------ RECORD SET ------

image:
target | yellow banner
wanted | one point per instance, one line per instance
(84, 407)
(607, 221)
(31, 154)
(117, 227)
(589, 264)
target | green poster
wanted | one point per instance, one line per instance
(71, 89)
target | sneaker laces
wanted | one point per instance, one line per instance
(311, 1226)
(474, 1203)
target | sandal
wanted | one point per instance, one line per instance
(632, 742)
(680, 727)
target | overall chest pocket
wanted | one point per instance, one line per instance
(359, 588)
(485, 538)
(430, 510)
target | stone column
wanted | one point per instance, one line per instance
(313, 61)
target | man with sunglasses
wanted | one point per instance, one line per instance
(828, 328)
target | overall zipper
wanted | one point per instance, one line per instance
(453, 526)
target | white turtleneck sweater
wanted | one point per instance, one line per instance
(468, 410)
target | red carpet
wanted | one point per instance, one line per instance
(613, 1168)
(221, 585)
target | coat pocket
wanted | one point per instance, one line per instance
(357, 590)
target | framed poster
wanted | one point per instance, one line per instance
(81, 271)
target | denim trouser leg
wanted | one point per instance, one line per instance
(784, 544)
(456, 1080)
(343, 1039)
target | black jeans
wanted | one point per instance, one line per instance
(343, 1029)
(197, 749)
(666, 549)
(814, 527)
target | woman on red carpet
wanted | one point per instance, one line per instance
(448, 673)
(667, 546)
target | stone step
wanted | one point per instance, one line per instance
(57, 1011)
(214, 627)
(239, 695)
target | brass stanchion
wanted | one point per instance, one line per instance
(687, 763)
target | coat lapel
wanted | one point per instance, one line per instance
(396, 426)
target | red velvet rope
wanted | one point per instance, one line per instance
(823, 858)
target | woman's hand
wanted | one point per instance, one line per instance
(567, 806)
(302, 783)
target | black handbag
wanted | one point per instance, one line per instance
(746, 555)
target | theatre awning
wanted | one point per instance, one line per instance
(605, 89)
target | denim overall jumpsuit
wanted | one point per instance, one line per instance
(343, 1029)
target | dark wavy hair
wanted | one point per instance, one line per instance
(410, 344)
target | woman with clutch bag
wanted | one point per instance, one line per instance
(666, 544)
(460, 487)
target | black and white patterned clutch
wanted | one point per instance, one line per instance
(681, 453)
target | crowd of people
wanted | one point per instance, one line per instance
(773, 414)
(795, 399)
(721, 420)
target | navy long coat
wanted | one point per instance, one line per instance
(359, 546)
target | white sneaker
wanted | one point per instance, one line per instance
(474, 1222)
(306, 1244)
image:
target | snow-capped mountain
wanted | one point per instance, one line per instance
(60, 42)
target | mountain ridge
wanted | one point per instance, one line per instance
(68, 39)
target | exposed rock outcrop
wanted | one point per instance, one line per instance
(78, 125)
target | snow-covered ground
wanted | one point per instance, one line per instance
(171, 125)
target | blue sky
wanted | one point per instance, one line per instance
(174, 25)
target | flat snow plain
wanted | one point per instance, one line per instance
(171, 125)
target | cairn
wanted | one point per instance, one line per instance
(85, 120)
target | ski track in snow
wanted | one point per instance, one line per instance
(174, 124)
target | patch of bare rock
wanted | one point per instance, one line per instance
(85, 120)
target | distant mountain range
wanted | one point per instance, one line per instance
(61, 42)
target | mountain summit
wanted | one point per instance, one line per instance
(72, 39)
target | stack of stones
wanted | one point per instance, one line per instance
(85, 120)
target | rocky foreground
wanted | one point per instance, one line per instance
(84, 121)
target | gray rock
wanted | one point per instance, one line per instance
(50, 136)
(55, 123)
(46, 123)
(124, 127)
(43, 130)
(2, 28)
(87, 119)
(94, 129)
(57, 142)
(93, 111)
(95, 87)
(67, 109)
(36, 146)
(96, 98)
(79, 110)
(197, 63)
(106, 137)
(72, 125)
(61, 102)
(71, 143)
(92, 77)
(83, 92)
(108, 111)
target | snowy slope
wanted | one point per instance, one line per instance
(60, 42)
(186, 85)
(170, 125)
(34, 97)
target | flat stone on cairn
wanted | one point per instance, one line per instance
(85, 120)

------

## WORK INSTRUCTIONS
Reproduce all of the material above line for line, in the same order and without changing a word.

## REPLY TO THE EXERCISE
image:
target | yellow banner
wanted | one point per instance, one line per instance
(84, 407)
(607, 221)
(31, 154)
(117, 227)
(589, 264)
target | green poster
wanted | one point per instance, one line per instance
(71, 89)
target | sneaker laces
wanted | one point per instance, one line per instance
(311, 1226)
(474, 1203)
target | sandal
wanted | one point per instance, one line per instance
(632, 742)
(680, 727)
target | overall chest pocket
wanted | one point per instance, one line per instance
(359, 588)
(485, 538)
(430, 510)
target | stone column
wanted | one point per instance, one line per instance
(313, 61)
target | man with sunglasses
wanted | one point per instance, one line per instance
(828, 328)
target | overall zipper
wanted | one point per instance, one line per instance
(453, 526)
target | white turtleneck sweater
wanted | one point per instance, one line per instance
(468, 410)
target | red carpet
wanted | one point per instance, one line per instance
(613, 1168)
(221, 585)
target | coat pocket
wanted | one point per instance, one line per instance
(357, 590)
target | framed poster
wanted | one point per instance, one line per instance
(81, 271)
target | denim trouser leg
wanted | one point per instance, one line per instance
(784, 544)
(456, 1080)
(343, 1039)
target | black jeans
wanted | one point per instance, one line per instance
(343, 1029)
(197, 749)
(666, 549)
(814, 527)
target | woman on red carpet
wanted | one point per instance, one line per instance
(448, 673)
(667, 546)
target | stone step
wanted | one point per instance, one line per instance
(57, 1011)
(214, 627)
(239, 695)
target | brass stanchion
wanted | one point per instance, one line per instance
(687, 763)
target | coat lapel
wanted | one point per instance, one line per instance
(396, 426)
target | red velvet rope
wanted | one point per instance, one line per instance
(823, 858)
target | woman's hand
wanted | one point per instance, one line per instance
(567, 806)
(302, 783)
target | black handbag
wanted | one point per instance, one line per instance
(746, 555)
target | theatre awning
wanted | one point per instance, one line per instance
(605, 89)
target | denim overall jumpsuit
wanted | one point per instance, one line per instance
(343, 1029)
target | dark wavy hair
wanted | one point per instance, one line per instance
(410, 344)
target | woman with clutch bag
wanted | one point per instance, one line per instance
(666, 544)
(460, 487)
target | black and white patterned clutch
wanted | one point per instance, one line per instance
(681, 453)
target | crowd of people
wanted | one point per instance, one line per instance
(773, 414)
(795, 399)
(721, 420)
target | navy long coat
wanted | one point per instance, one line per instance
(359, 546)
target | white sneaker
wanted | one point per instance, one line per instance
(474, 1222)
(306, 1244)
image:
target | snow-capped mountain
wanted | one point per instance, one line per instance
(60, 42)
target | mountain ridge
wanted | one point per instance, one line per instance
(68, 39)
target | exposed rock outcrop
wanted | one point per instance, one line per instance
(78, 125)
target | snow-covered ground
wanted | one point per instance, one line per instance
(171, 125)
target | blue sky
wanted | one point per instance, one line per instance
(174, 25)
target | flat snow plain
wanted | one point per instance, one line per instance
(171, 125)
target | cairn
wanted | one point per instance, one line per instance
(85, 120)
target | ski track in snow
wanted | one point per instance, one line per instance
(174, 124)
target | patch of bare rock
wanted | one point per instance, one line per instance
(85, 120)
target | distant mountain range
wanted | one point per instance, one line per instance
(61, 42)
target | mountain summit
wanted | one point per instance, one line per instance
(72, 39)
target | stack of stones
wanted | one point per instance, one line per instance
(85, 120)
target | rocky foreground
wanted | one point per instance, one line per instance
(84, 121)
target | gray rock
wanted | one point per instance, one line per instance
(50, 136)
(55, 123)
(46, 123)
(124, 127)
(43, 130)
(2, 28)
(87, 119)
(94, 129)
(57, 142)
(93, 111)
(95, 87)
(67, 109)
(36, 146)
(96, 98)
(79, 110)
(197, 63)
(106, 137)
(72, 125)
(61, 102)
(71, 143)
(92, 77)
(83, 92)
(108, 111)
target | snowy slope
wanted | one point per instance, one line per instance
(60, 42)
(186, 85)
(170, 125)
(34, 97)
target | flat stone on cairn
wanted | one point per instance, one line per instance
(85, 120)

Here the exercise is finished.